Dia berpendapat, struktur perusahaan yang rumit ini seperti suatu “kamuflase” belaka yang kemungkinan untuk menghindari persyaratan legal. Tak satu pun dari 28 perusahaan memiliki konsesi lahan lebih dari 20.000 hektar. Kalau semua digabungkan, total luasan mencapai 484.500 hektar. Jumlah itu melampaui lebih dari tiga kali lipat luasan area dari yang sepatutnya dapat dikelola oleh sebuah perusahaan di bawah regulasi yang ada.
Kedua puluh delapan perusahaan itu terdaftar di 25 alamat berbeda di Jakarta. Ketika tim Jacky meminta teman-teman mereka di sana untuk mengecek lokasi, mereka justru menemukan ruko tak bernama atau tanah kosong tanpa bangunan. Mereka hanya bisa menemukan satu lokasi yang terkait dengan Menara Group, yaitu sebuah kantor di lantai 25 di Graha CIMB Niaga yang berlokasi di pusat bisnis Jl. Jenderal Sudirman, Jakarta.

_ _ _ _

Soal Latihan
**a)** Tentukan apakah setiap pernyataan berikut sesuai dengan kutipan tentang 28 perusahaan yang terkait Menara Group, lalu jawab ya atau tidak disertai kata-kata penentu dari kutipan itu: (i) Setiap perusahaan dari 28 perusahaan itu memiliki konsesi lahan lebih dari 20.000 hektar. (ii) Jika digabungkan, total luasan konsesinya mencapai 484.500 hektar. (iii) Kedua puluh delapan perusahaan itu terdaftar di 28 alamat berbeda di Jakarta.
**b)** Lanjutkan kutipan tentang 28 perusahaan yang terkait Menara Group, mulai setelah kalimat terakhirnya.

_ _ _ _

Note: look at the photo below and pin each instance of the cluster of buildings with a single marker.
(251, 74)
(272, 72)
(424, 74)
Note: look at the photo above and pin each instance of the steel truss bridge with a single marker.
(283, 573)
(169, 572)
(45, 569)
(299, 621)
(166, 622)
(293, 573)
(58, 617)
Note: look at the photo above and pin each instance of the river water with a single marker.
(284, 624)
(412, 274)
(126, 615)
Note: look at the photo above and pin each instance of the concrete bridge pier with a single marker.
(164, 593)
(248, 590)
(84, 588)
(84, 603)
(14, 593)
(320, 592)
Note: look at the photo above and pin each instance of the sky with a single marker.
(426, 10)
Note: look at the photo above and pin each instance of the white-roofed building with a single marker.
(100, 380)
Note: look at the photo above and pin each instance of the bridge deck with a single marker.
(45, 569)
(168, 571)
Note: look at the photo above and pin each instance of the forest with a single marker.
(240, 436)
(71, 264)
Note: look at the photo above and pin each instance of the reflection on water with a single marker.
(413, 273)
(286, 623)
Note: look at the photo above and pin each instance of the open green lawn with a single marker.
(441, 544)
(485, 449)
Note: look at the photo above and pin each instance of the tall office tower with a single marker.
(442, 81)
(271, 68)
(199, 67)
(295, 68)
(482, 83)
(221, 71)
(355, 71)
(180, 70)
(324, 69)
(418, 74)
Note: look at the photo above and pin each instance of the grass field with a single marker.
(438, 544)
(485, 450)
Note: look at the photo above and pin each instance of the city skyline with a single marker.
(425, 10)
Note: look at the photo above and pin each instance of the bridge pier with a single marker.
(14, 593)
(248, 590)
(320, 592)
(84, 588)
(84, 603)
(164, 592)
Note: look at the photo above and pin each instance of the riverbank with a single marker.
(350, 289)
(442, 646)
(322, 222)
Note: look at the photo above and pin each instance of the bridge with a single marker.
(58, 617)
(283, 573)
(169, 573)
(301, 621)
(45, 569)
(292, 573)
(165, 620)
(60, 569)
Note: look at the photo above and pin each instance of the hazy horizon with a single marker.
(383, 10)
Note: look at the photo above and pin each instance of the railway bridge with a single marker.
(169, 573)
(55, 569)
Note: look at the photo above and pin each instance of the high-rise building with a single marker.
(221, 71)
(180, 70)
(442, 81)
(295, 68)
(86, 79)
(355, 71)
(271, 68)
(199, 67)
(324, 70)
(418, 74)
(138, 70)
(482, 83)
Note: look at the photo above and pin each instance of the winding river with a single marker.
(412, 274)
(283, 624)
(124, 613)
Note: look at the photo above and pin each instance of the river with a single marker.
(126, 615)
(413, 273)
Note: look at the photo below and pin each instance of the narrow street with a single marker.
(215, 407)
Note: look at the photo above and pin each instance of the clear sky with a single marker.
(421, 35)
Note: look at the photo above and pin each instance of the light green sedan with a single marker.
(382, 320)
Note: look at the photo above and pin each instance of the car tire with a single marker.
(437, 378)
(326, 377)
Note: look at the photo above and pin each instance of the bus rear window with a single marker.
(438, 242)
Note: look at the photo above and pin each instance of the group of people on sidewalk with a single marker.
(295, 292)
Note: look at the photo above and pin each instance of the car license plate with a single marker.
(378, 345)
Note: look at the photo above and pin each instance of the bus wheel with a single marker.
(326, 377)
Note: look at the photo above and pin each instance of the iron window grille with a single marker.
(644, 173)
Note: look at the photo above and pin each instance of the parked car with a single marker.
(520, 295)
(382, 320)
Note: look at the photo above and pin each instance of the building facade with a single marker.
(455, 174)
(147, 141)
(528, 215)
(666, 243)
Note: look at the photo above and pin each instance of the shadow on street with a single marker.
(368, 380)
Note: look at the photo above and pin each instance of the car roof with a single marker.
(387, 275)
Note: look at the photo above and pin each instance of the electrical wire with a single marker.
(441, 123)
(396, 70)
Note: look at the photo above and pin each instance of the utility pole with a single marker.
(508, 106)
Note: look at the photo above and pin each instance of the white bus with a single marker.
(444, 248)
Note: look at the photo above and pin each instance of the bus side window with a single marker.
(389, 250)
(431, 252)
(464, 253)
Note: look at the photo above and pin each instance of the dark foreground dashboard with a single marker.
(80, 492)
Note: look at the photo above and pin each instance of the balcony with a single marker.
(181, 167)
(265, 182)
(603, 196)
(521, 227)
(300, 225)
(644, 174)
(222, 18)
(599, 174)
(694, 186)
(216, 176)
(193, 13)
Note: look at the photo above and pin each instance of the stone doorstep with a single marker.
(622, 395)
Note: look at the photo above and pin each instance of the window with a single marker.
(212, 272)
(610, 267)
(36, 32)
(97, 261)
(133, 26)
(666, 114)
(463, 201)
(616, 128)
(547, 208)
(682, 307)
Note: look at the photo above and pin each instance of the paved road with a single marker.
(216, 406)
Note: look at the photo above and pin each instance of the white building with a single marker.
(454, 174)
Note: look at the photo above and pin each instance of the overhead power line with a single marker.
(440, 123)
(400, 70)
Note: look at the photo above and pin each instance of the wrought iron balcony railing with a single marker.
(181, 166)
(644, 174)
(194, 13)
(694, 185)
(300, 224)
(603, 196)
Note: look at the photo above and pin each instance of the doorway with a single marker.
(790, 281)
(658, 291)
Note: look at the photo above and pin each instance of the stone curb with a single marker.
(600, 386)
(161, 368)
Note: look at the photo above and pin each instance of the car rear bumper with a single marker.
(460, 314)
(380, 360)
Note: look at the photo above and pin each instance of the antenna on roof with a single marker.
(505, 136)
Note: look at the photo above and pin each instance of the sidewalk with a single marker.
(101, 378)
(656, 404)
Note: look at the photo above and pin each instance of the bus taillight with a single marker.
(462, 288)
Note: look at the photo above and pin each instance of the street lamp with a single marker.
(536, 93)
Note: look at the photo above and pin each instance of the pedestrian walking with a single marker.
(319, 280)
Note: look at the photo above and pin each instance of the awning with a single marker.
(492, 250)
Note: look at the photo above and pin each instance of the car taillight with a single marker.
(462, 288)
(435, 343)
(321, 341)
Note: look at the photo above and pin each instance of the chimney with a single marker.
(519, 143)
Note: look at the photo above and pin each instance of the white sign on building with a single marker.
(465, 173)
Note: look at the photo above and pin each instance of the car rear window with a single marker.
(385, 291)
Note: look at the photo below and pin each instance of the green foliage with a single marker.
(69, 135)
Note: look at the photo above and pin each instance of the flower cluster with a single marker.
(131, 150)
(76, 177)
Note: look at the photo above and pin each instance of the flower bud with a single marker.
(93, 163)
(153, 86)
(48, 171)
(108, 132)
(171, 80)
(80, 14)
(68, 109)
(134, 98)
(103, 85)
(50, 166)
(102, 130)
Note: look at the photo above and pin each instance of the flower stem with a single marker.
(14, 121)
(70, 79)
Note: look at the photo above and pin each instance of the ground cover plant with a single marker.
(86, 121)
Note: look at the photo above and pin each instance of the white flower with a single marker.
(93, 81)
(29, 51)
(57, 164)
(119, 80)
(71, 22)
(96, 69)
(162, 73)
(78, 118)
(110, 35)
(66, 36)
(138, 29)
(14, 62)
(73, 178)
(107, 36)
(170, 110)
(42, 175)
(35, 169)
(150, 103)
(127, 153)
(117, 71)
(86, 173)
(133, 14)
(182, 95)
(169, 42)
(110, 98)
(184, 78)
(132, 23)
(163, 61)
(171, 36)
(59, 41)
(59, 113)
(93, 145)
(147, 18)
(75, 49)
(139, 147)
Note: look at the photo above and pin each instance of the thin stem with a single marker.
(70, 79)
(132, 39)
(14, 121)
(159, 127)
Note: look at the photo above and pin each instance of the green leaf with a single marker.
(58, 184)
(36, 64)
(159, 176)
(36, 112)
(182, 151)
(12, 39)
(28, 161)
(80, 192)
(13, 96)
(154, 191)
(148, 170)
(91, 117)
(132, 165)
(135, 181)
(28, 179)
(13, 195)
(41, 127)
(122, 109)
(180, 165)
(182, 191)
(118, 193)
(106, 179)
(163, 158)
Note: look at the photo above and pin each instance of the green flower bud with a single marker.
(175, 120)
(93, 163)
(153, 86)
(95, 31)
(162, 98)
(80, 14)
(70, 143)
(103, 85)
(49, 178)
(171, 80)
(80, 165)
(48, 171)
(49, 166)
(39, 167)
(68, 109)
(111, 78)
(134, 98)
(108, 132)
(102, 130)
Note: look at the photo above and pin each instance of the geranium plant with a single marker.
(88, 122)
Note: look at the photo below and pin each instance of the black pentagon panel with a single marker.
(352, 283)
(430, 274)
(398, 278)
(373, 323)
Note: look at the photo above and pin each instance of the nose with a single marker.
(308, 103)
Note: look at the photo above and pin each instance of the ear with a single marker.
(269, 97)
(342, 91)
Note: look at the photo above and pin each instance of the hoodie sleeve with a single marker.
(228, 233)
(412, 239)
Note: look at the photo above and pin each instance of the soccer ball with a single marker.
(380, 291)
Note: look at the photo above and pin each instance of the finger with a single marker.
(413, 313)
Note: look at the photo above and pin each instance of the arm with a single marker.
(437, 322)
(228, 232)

_ _ _ _

Kunci Jawaban
**a)**
(i) Tidak: "Tak satu pun dari 28 perusahaan memiliki konsesi lahan lebih dari 20.000 hektar."
(ii) Ya: "Kalau semua digabungkan, total luasan mencapai 484.500 hektar."
(iii) Tidak: "Kedua puluh delapan perusahaan itu terdaftar di 25 alamat berbeda di Jakarta."

**b)**
Selama ini, memang terdapat banyak konglomerat sumber daya alam di Indonesia, mempunyai struktur perusahaan rumit, hingga sulit ditelusuri. Namun, Menara Group ini betul-betul berbeda, karena hampir tidak ada informasi yang bisa menjabarkan makhluk seperti apa sebenarnya.
Tim pun menemukan satu fakta mencolok, bahwa, Theddy telah membiarkan Menara Group melewati tahap penting dari proses perizinan. Itu adalah pelanggaran di mana bupati dapat kena sanksi hukuman maksimum tiga tahun penjara.
Secara hukum, Menara Group wajib melakukan penilaian terhadap dampak perkebunan bagi masyarakat dan lingkungan Aru sebelum pemerintah kabupaten mengeluarkan izin usaha. Pada tahap itu, perusahaan seharusnya berkonsultasi dengan setiap desa yang bersinggungan dengan proyek, lalu menggabungkan pandangan-pandangan warga ke dalam dokumen analisis mengenai dampak lingkungan (amdal). Amdal kemudian ditinjau Komisi Penilai Amdal yang terdiri dari akademisi dan perwakilan masyarakat. Jika Theddy patuh pada aturan, masyarakat Aru bisa mengajukan keberatan setidaknya awal tahun 2010.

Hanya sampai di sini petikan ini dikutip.